## BEGIN TEXT
The stage is set for the main plot of the movie which begins with the failure of the Bay of Pigs Invasion due to an informer or leak of some kind. Later, a photograph and a recording on reel to reel tape are dropped off anonymously to Edward.
The narrative cuts to one of the many flashbacks of Edward's life, this time to 1939, where he is attending Yale and is asked to join the Skull and Bones Brotherhood. During a joining ritual he talks about witnessing his father (Timothy Hutton) commit suicide as a young boy, and hiding the suicide note from his family.
The narrative also introduces Edward's poetry professor Dr. Fredericks (Michael Gambon), who reads a poem that he says he is having trouble finishing, and Laura (Tammy Blanchard), a deaf student whom Edward starts dating. Fredericks makes sexual advances on Wilson; Wilson is asked by an American intelligence official to find out who Frederick's associates are in his pro-German groups, which the official believes are a cover for a Fascist spy ring. Wilson does so, and justifies it to Fredericks based on the fact that the poem was plagiarized, and so Fredericks betrayed him first.
## END TEXT
▶ _TO DO_: Decide whether each of these statements agrees with the plot summary, answering yes or no and quoting the words from the plot summary that settle it. (a) In 1939, Edward is attending Yale when he is asked to join the Skull and Bones Brotherhood. (b) Laura is a poetry professor. (c) The photograph and the tape recording reach Edward from a sender who gives their name.
## BEGIN RECORDS
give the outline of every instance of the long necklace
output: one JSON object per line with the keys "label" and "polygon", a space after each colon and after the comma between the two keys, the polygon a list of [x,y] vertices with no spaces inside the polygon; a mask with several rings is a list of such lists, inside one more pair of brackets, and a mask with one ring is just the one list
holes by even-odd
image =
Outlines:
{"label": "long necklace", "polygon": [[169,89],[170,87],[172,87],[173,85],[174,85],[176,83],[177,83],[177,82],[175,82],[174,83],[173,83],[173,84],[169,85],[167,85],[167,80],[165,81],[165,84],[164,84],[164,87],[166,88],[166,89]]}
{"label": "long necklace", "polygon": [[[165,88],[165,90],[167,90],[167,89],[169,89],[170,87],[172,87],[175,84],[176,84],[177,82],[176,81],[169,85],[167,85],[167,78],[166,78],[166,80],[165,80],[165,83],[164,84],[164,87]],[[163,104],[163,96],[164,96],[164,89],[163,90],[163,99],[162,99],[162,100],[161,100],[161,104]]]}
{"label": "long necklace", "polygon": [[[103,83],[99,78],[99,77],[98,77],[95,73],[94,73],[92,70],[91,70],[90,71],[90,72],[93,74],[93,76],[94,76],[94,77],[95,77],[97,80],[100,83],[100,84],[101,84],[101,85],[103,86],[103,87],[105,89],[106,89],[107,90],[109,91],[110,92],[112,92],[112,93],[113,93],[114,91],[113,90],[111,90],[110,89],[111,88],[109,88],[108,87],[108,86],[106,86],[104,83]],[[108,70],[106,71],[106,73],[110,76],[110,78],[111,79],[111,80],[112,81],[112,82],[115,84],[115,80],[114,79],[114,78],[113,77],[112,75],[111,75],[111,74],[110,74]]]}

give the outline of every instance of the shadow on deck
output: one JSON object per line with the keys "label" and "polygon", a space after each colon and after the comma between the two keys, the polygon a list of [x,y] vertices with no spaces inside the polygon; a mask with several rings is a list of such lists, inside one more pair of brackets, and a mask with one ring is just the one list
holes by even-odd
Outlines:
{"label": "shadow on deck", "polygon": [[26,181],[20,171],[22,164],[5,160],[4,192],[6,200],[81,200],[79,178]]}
## END RECORDS
▶ _FULL RESPONSE_:
(a) Yes: "this time to 1939, where he is attending Yale and is asked to join the Skull and Bones Brotherhood"
(b) No: "Laura (Tammy Blanchard), a deaf student whom Edward starts dating"
(c) No: "a photograph and a recording on reel to reel tape are dropped off anonymously to Edward"